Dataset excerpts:
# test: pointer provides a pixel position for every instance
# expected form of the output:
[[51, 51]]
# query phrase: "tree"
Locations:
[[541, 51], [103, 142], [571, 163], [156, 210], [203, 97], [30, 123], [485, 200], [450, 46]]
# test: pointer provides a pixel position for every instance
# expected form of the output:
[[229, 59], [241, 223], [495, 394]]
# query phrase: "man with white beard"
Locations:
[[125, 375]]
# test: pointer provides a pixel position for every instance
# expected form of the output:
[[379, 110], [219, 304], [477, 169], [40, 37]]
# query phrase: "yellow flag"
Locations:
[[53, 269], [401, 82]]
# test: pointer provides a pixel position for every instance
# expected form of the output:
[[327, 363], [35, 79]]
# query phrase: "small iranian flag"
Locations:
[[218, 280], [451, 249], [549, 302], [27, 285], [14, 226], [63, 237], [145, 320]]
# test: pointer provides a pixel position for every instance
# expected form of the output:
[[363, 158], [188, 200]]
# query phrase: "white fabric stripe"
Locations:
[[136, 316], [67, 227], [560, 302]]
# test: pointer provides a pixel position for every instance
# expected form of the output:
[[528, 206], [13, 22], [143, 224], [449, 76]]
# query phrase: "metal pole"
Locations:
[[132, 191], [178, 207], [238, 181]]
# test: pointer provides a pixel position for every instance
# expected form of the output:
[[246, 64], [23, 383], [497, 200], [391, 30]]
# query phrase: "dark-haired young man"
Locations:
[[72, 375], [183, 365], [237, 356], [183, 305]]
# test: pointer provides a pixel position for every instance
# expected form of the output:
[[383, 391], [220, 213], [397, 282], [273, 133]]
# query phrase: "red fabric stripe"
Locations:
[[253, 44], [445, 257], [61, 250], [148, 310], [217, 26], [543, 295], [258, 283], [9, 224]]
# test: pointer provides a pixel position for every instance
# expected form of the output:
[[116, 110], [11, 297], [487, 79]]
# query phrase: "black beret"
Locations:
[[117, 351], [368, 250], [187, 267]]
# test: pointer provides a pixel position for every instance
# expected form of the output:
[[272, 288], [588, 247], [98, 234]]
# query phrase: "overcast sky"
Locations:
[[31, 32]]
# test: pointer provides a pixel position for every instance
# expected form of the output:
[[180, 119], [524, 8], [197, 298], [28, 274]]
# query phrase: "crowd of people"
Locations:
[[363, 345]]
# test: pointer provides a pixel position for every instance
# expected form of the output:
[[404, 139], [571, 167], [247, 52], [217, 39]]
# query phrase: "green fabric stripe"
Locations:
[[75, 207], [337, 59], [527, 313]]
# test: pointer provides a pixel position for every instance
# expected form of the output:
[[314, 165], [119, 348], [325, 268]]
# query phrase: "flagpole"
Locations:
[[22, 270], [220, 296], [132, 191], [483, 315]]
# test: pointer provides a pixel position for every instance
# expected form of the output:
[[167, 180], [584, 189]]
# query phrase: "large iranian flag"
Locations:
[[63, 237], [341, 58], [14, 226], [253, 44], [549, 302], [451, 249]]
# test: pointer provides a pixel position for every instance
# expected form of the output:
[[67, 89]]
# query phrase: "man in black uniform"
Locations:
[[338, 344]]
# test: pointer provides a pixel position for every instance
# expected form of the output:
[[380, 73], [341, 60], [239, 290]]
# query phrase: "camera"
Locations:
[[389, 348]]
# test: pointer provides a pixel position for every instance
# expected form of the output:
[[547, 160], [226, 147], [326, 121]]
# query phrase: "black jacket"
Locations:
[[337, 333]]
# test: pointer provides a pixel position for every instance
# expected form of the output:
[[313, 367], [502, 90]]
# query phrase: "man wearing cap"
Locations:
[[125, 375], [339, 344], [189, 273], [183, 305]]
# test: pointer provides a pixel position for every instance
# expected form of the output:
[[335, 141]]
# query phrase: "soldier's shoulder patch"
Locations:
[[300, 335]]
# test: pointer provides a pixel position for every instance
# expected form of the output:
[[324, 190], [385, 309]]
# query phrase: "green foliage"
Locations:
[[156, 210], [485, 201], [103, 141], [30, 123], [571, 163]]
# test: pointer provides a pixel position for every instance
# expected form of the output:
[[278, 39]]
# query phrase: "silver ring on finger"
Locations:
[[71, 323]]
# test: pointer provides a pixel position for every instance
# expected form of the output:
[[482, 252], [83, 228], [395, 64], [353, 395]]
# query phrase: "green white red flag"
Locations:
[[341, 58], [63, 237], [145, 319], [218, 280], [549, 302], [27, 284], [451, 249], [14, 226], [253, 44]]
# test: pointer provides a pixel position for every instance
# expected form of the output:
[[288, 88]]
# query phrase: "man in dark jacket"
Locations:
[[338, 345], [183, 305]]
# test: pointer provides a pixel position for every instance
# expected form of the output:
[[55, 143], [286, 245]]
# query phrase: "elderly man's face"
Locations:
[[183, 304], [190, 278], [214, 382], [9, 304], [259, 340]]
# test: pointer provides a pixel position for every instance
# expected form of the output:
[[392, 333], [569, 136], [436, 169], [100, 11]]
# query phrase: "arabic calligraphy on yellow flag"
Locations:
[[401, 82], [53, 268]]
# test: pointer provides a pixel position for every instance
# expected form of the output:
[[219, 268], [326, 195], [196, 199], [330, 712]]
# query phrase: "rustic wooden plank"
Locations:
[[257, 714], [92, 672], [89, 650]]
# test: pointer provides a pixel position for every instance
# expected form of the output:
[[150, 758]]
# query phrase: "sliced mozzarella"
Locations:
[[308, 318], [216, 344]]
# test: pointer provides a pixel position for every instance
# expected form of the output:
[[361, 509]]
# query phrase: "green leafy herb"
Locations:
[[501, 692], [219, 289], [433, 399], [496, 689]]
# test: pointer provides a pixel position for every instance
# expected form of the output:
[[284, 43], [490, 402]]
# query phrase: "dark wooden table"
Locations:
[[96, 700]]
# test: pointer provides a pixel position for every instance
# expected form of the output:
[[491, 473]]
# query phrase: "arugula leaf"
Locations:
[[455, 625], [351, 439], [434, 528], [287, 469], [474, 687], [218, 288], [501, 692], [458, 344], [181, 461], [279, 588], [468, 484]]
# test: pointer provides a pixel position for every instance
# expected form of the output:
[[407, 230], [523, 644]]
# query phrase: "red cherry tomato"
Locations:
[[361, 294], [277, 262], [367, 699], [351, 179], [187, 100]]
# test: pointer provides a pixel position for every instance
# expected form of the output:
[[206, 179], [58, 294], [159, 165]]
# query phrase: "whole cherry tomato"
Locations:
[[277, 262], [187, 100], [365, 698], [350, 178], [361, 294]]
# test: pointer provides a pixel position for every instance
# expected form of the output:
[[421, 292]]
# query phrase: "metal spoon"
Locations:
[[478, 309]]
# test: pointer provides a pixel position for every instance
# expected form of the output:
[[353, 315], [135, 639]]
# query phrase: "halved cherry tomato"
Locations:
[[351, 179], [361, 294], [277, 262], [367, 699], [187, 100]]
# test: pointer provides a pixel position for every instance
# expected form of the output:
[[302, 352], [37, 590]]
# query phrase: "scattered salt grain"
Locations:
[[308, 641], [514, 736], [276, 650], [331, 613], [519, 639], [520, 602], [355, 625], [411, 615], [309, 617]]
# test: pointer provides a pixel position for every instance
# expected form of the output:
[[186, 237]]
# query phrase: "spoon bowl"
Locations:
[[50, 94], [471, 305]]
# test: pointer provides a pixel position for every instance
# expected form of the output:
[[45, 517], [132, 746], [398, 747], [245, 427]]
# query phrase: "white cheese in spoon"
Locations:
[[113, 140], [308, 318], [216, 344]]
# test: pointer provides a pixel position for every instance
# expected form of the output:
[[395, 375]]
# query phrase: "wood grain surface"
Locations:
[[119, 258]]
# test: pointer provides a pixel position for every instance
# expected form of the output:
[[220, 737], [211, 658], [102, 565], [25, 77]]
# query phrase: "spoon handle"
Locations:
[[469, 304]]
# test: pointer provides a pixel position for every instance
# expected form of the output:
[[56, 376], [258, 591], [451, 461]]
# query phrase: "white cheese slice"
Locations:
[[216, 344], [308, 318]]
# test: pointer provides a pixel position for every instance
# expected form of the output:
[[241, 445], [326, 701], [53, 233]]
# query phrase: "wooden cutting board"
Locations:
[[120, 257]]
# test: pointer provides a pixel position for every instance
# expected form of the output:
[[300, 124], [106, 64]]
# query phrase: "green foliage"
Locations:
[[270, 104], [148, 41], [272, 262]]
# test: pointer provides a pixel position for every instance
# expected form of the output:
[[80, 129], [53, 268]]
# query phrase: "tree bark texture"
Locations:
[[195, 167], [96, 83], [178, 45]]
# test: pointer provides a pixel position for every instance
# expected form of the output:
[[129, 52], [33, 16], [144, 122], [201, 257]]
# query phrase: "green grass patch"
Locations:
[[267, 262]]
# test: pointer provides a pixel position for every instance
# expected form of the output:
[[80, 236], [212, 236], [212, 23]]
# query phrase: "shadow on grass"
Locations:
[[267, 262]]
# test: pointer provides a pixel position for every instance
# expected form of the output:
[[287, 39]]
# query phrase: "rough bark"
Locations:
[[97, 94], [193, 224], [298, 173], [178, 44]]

» **Exercise directions**: Check which lines of the entries hold the word "white", then please give only how many there are.

» **The answer**: 5